• [The request]:
Make an exact copy of the lines, leaving the pictures out.

—————

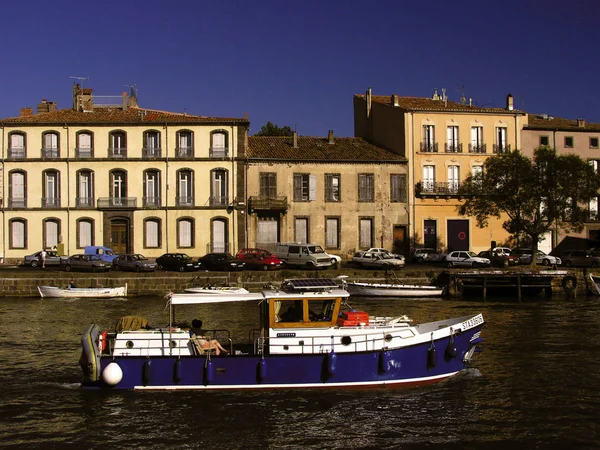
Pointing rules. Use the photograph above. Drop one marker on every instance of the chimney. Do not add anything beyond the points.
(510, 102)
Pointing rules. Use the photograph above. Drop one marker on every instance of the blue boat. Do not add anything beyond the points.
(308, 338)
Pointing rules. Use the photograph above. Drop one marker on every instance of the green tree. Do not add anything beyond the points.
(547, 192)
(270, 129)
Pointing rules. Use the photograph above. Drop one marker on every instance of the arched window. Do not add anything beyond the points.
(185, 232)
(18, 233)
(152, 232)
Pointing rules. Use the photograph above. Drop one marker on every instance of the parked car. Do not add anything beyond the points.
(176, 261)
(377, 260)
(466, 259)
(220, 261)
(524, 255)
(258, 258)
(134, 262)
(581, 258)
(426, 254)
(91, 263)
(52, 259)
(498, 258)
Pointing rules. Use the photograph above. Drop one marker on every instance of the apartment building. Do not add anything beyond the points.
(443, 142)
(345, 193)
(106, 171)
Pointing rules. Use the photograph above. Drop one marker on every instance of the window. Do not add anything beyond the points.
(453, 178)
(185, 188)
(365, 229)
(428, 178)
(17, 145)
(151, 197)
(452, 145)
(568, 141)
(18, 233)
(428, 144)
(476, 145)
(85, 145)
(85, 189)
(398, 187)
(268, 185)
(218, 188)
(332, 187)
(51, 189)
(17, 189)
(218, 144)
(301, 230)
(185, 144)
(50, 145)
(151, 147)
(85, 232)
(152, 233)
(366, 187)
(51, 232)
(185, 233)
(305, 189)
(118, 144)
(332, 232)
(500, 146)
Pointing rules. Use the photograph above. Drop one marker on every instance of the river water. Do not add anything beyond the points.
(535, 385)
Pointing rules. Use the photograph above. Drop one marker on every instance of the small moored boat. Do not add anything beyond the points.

—————

• [Response]:
Pointing rules. Use the photograph above. Drop one marker on every instance of the chimney. Do not add anything beyond the points.
(510, 102)
Pointing rules. Use the photograph above. Drop one marker on every instance of the blue boat. Do not add anything beyond the points.
(308, 338)
Pointing rules. Use the photograph above. Drop one marker on every instance of the green tree. Do not add anything beyond the points.
(547, 192)
(270, 129)
Pointing rules. Use the photograph above. Drop one marker on every instance of the arched window. Do not add anything beyond the points.
(185, 232)
(18, 233)
(152, 232)
Pointing rules. Use the photograph above. Drop one marker on every instance of the parked car. Do not add anything beyond the points.
(176, 261)
(377, 260)
(466, 259)
(220, 261)
(524, 255)
(258, 258)
(134, 262)
(581, 258)
(426, 254)
(91, 263)
(52, 259)
(498, 258)
Pointing rules. Use the photograph above. Drop one marker on every instance of the apartment building. Do not add anything beyond the points.
(443, 142)
(345, 193)
(106, 171)
Pointing rules. Use the photograph above. Drop one marker on every instance of the window. Do not add anything beyond the points.
(453, 178)
(185, 188)
(365, 229)
(428, 178)
(17, 145)
(151, 197)
(452, 145)
(568, 141)
(18, 233)
(428, 144)
(476, 145)
(85, 145)
(85, 189)
(398, 187)
(268, 185)
(218, 188)
(332, 187)
(51, 189)
(17, 189)
(218, 144)
(301, 230)
(185, 144)
(50, 145)
(151, 147)
(85, 232)
(152, 233)
(366, 187)
(51, 232)
(185, 233)
(305, 189)
(118, 144)
(332, 232)
(500, 146)
Pointing rules. Use the photograph above. Drop one marker on every instance of the river water. Do not add anything beyond the points.
(535, 385)
Pointing rules. Use the photograph above. Drop one marker on every instance of the small moored boat. Do not add anything beyond the points.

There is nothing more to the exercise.